Required work:
**a)** Can you rewrite the stretch of the Word2Vec and CADE training notebook from "# Functions" through "x = x.split(',')", substituting "text_line" for "line"?
**b)** Could you continue the Word2Vec and CADE training notebook past its final line?

Extract to read:
>> start

# Imports

In [None]:
!pip install -U cade
!pip install git+https://github.com/valedica/gensim.git

In [None]:
!pip install gensim

In [None]:
import os
from gensim.models import Word2Vec
from collections import Counter
import random
from cade.cade import CADE
import string

In [None]:
from google.colab import drive
drive.mount('/content/drive')

In [None]:
#os.chdir('/content/drive/MyDrive/Magistrale/Secondo semestre/DS/Progetto/')

# Functions 

In [None]:
def getsentences_W2V(file_name):
  #os.chdir('/content/drive/MyDrive/Magistrale/Secondo semestre/DS/Progetto/Sentences_nl')
  sentences = []

  with open(file_name + '_nl.txt', 'r') as fp:
      for line in fp:
          x = line[1:-2]
          x = x.replace('\'','')
          x = x.replace(' ', '')
          x = x.split(',')

          sentences.append(x)
          
  return sentences

In [None]:
def getsentences_CADE(filename):
  #os.chdir('/content/drive/MyDrive/Magistrale/Secondo semestre/DS/Progetto/Sentences_nl')
  sentences = ''

  with open(filename + '.txt', 'r') as fp:
      for line in fp:
          line = line.replace('[', '')
          line = line.replace(']', '')
          line = line.replace('\'','')
          line = line.replace(',', '')
          line = line.replace('\n', ' ')

          sentences += line

  with open(filename + '_nl_cade.txt', 'w') as fp:
      fp.write(sentences)

In [None]:
def training_W2V(sentences, holytext):
  #os.chdir('/content/drive/MyDrive/Magistrale/Secondo semestre/DS/Progetto/' + holytext + '_nl_W2V_embeddings')
  #train 30 models and save them

  for it in range(30):
    model = Word2Vec(sentences = sentences,
                    #window = 5, default value
                    min_count=10, #not consider word with absolute frequency <10 
                    size=300, #vector size 
                    sg = 1, #skipgram algorithm
                    hs = 0,
                    negative = 5, #negative sampling with 5 noise words
                    workers = 5, #faster process
                    iter = 6 #6 iterations
                    )
  
    model.save(holytext.lower() + "_" + str(it) + ".model")

In [None]:
def training_CADE(holytext, religion):
  #os.chdir('/content/drive/MyDrive/Magistrale/Secondo semestre/DS/Progetto/' + holytext + '_nl_CADE_embeddings')

  aligner = CADE(min_count=10,  
                  size=300,
                  sg = 1, 
                  #hs = 0,
                  ns = 5, 
                  workers = 5,
                  siter = 6)

  for it in range(30):
    aligner.train_compass('compass.txt', overwrite=True)

    os.rename(religion + '_sentences_nl_cade.txt', holytext + '_nl_cade'+str(it)+'.txt')

    slice_model = aligner.train_slice(holytext + '_nl_cade'+str(it)+'.txt', save=True)

    os.rename(holytext + '_nl_cade'+str(it)+'.txt', religion + '_sentences_nl_cade.txt')

>> end

Material shown:
>> start

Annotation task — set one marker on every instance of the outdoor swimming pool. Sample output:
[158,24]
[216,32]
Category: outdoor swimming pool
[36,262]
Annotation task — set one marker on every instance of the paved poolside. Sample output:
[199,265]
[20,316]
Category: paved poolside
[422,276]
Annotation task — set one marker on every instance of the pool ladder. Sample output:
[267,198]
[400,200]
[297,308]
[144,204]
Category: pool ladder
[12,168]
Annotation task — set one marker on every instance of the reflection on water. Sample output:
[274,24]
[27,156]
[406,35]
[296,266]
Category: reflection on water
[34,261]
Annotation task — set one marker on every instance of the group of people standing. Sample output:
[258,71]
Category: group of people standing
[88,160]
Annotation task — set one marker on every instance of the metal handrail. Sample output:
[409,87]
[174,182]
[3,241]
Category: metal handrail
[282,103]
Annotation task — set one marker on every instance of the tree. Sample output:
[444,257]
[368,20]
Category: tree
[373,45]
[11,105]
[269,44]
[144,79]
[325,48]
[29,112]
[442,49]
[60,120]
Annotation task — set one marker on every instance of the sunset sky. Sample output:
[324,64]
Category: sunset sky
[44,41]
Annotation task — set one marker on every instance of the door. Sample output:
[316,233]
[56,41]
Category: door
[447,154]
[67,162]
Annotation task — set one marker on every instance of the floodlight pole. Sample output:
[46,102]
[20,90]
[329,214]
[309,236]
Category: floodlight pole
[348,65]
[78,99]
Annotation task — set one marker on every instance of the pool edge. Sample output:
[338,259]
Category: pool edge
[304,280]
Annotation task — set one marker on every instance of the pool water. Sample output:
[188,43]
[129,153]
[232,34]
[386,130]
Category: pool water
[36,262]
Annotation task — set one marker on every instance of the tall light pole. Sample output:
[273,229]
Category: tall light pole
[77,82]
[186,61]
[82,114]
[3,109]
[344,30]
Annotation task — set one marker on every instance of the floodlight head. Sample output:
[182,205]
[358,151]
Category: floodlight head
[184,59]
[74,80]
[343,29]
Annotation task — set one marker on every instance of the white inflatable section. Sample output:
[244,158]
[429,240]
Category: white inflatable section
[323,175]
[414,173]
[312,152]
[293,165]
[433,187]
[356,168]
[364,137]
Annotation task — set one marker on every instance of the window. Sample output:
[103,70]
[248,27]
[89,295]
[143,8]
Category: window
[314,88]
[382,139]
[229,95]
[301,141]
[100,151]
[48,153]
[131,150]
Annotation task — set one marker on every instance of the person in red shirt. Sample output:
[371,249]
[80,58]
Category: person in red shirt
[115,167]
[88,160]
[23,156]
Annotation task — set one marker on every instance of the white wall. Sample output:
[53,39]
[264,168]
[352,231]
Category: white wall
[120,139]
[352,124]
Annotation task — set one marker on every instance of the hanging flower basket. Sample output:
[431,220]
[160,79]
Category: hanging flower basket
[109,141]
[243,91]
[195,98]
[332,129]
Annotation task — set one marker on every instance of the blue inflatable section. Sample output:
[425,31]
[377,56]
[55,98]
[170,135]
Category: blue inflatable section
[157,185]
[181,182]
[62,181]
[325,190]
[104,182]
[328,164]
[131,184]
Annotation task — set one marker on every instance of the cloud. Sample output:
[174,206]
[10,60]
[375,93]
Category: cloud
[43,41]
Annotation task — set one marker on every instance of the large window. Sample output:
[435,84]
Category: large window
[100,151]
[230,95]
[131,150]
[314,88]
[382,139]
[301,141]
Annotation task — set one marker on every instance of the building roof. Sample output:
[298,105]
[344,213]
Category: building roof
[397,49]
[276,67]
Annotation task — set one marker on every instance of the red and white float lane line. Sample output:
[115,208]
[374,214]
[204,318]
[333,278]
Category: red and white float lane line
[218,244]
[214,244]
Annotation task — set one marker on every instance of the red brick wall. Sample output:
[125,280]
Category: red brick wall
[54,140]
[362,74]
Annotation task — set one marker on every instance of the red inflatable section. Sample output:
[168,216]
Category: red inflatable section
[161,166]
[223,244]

>> end

Answers to each task:
**a)**
# Functions 

In [None]:
def getsentences_W2V(file_name):
  #os.chdir('/content/drive/MyDrive/Magistrale/Secondo semestre/DS/Progetto/Sentences_nl')
  sentences = []

  with open(file_name + '_nl.txt', 'r') as fp:
      for text_line in fp:
          x = text_line[1:-2]
          x = x.replace('\'','')
          x = x.replace(' ', '')
          x = x.split(',')

**b)**
# Introduction
We want to perform a semantic analysis of the corpora collected using word2vec embeddings. Since the main focus of our work is the exploration and comparison of the obtained embeddings we have to worry about the stability of this ones. 
Infact, due to their stochastic component, word2vec embeddings are not stable. For example, the most similar words to a given word could change between models even though the models are trained on the same corpora.

With the goal of increasing the stability of the models obtained we take the following decisions. We decide to use the Skip Gram method because it seems to work better than other methods on semantic tasks(Mikolov et al., 2013), like ours. We decide to use the Skip Gram Negative Sampling with 5 noise words because it seems to be more stable than the Skip Gram Hierarchical Softmax (Hellrich&Hann, 2016). We perform 6 iterations over the corpora for each embedding because it seems to be a good trade off between computational cost and stability obtained (Hellrich&Hann, 2016). We set a context window of 5, a minimum frequency of 10 and a vector size of 300, considering these to be commonly used values.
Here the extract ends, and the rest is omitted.